Problem – List each line below that contains the string "road", copying each one as it appears.

Dataset records –

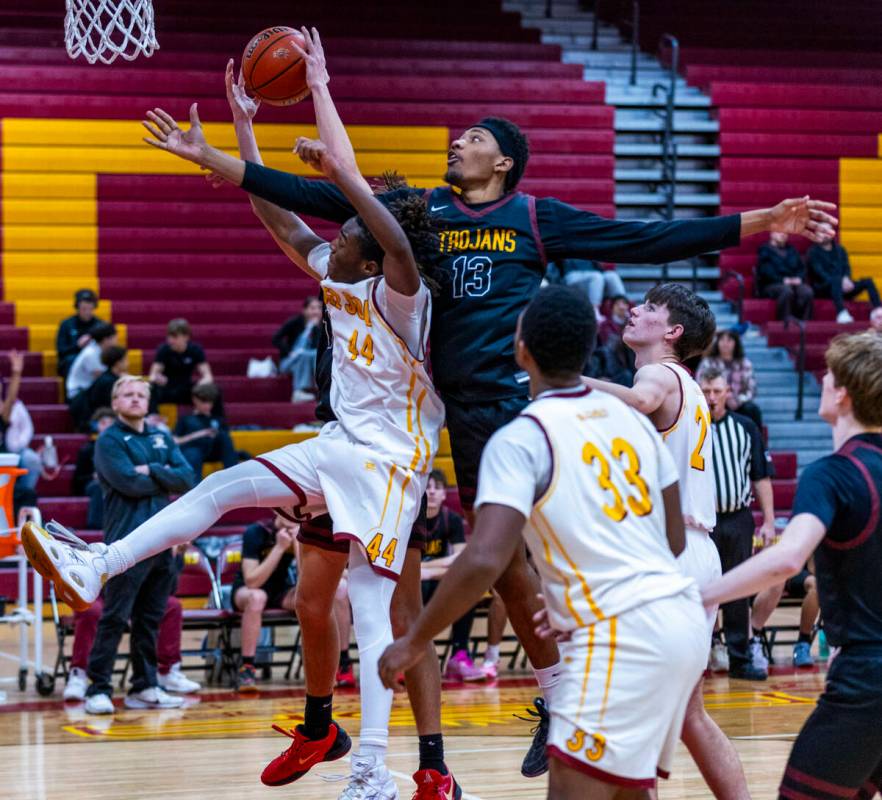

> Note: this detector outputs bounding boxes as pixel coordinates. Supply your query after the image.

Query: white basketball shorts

---

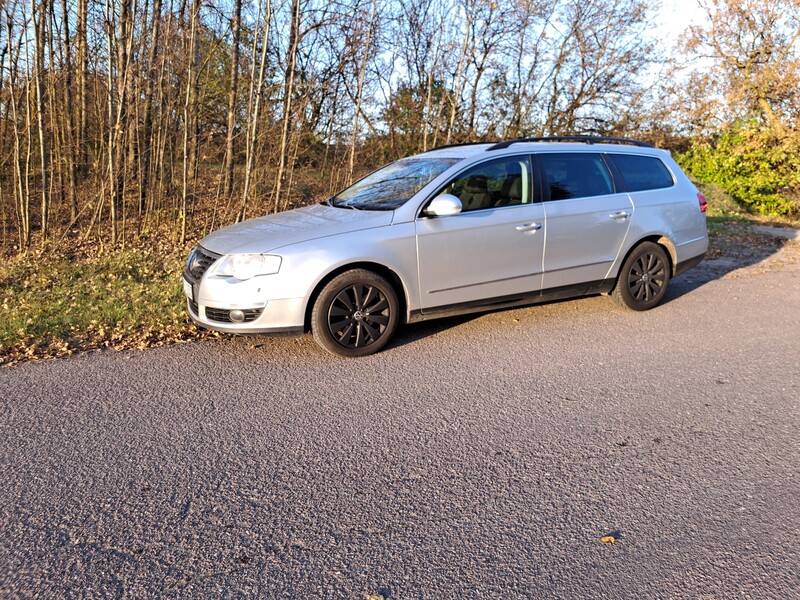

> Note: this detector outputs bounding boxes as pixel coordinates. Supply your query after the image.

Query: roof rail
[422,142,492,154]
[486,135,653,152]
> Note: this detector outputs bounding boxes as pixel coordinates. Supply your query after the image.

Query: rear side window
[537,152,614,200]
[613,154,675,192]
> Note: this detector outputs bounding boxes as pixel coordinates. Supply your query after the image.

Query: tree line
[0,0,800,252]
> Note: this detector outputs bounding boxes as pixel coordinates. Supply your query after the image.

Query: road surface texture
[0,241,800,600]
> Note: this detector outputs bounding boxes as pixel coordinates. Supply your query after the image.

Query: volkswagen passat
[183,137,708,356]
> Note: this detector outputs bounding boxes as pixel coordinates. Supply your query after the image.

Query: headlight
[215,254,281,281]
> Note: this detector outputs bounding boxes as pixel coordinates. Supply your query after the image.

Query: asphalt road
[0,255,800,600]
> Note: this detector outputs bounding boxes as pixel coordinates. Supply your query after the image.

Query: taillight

Result for this task –
Query: road surface texture
Query: asphalt road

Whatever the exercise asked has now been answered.